### PROMPT
Can you write out every line of the records below, requests included, with each pixel coordinate in the answers multiplied by 0.25 and rounded to a whole number, halves rounding up?

### RECORD SET
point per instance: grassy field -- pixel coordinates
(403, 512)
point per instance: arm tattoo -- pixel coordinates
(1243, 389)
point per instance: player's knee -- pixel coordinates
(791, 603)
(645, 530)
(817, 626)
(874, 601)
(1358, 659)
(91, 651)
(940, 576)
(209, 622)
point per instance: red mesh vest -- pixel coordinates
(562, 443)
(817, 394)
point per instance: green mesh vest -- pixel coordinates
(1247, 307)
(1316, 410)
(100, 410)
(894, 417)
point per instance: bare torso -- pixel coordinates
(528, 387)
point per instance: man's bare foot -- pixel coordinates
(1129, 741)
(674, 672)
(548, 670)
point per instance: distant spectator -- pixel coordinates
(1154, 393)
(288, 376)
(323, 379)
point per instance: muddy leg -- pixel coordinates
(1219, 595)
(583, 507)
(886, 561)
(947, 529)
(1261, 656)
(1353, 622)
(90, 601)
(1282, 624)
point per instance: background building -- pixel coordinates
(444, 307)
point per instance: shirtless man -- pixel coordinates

### SOLUTION BELOW
point per instance: grassy field -- pixel coordinates
(101, 128)
point per instance: arm tattoo -- pixel coordinates
(311, 97)
point per instance: player's knee -- pixel coordinates
(198, 151)
(161, 133)
(204, 157)
(219, 150)
(340, 165)
(23, 163)
(235, 144)
(52, 156)
point per instance: red mesh vest -- pixel coordinates
(141, 111)
(204, 99)
point per instance: green mesh vest -- pixel coordinates
(312, 77)
(329, 103)
(25, 103)
(224, 104)
point per instance: bare torso -- pixel coordinates
(132, 97)
point per instance: man's bare foot -- pixel coordinates
(282, 185)
(169, 168)
(137, 168)
point per instance: distant spectator -- pixel coordinates
(289, 98)
(72, 94)
(81, 95)
point per instance: muddy leg -- pixel coordinates
(305, 149)
(146, 127)
(222, 140)
(237, 132)
(315, 164)
(338, 156)
(23, 150)
(321, 156)
point per instance: background building -- pixel coordinates
(111, 77)
point per instance: shirtless man -- pixel coordinates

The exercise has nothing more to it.